### [TEXT SECTION]
==*==
Exiting Loop After a Delay Help!

[heroes100]

What is it you are trying to achieve?
I am trying to get a loop to stop after a delay of w.e time.

What is the problem you are having?
I have a loop which generates random symbols and i would like it to stop generating these symbols after a designated time limit.

Describe what you have tried to solve this problem
I have tried to create a variable and make it add to the variable every loop and once it ='s a number it stopes but this will not work for i get a syntax error. :/

Post any relevant code (You may choose to attach the file instead of posting the code if it is too long)

Turing:

loop let := Rand.Int (1,122) put chr (let), "".. end loop end loading

Please specify what version of Turing you are using
4.11 (or i can also load it with 4.0.5)

[BigBear]

You have no exit condition

I think you might want to use a for loop

[heroes100]

How can i make "let" a random int between 1-122 in a for loop?
==*==
(Stored data entries)

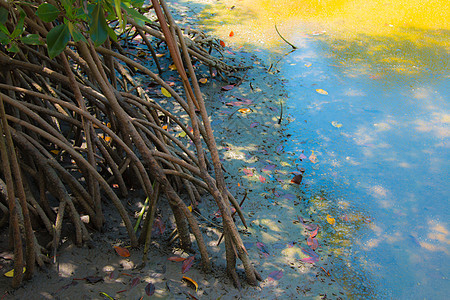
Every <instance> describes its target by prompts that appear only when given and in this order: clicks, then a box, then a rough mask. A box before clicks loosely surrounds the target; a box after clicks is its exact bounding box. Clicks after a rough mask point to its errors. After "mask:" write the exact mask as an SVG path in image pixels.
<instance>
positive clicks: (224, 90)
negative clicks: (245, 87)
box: [222, 84, 234, 91]
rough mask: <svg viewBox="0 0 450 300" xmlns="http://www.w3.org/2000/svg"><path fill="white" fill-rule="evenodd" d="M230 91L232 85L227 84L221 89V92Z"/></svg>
mask: <svg viewBox="0 0 450 300" xmlns="http://www.w3.org/2000/svg"><path fill="white" fill-rule="evenodd" d="M232 89H234V84H229V85H225V86H223V87H222V90H223V91H231V90H232Z"/></svg>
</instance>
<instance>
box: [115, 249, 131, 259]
mask: <svg viewBox="0 0 450 300" xmlns="http://www.w3.org/2000/svg"><path fill="white" fill-rule="evenodd" d="M114 249H115V250H116V252H117V254H119V255H120V256H122V257H129V256H130V251H128V249H126V248H122V247H118V246H114Z"/></svg>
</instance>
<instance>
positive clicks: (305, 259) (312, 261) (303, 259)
mask: <svg viewBox="0 0 450 300" xmlns="http://www.w3.org/2000/svg"><path fill="white" fill-rule="evenodd" d="M301 261H304V262H307V263H310V264H314V263H316V262H318V261H319V259H318V258H317V257H306V258H302V259H301Z"/></svg>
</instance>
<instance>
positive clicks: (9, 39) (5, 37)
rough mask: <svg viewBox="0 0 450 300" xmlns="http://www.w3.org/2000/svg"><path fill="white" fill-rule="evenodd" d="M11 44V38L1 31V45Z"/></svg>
mask: <svg viewBox="0 0 450 300" xmlns="http://www.w3.org/2000/svg"><path fill="white" fill-rule="evenodd" d="M9 42H11V39H10V38H9V36H7V35H6V34H4V33H3V32H1V31H0V44H2V45H7V44H9Z"/></svg>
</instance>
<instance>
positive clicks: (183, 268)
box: [181, 256, 195, 274]
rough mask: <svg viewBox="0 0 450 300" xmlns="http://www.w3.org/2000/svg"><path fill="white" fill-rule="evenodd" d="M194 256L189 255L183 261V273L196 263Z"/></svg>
mask: <svg viewBox="0 0 450 300" xmlns="http://www.w3.org/2000/svg"><path fill="white" fill-rule="evenodd" d="M194 258H195V257H194V256H189V257H188V258H187V259H186V260H185V261H183V265H182V266H181V273H183V274H184V273H186V272H187V271H189V269H190V268H191V267H192V265H193V264H194Z"/></svg>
==*==
### [EXERCISE TASKS]
**1.** List the headings of the help form that the first post in the forum thread about exiting a loop fills in.
**2.** For each statement, say whether it agrees with the forum thread about exiting a loop, and quote the words that decide it.
(a) The poster runs Turing version 4.11.
(b) BigBear recommends a while loop.
(c) The poster's counter-variable attempt produced a syntax error.
**3.** According to BigBear in the forum thread about exiting a loop, what does the posted code lack?
The records can be left aside.

### [SOLUTIONS TO THE PROBLEMS]
**1.**
- What is it you are trying to achieve?
- What is the problem you are having?
- Describe what you have tried to solve this problem
- Post any relevant code (You may choose to attach the file instead of posting the code if it is too long)
- Please specify what version of Turing you are using

**2.**
(a) Yes: "4.11 (or i can also load it with 4.0.5)"
(b) No: "I think you might want to use a for loop"
(c) Yes: "this will not work for i get a syntax error"

**3.** An exit condition.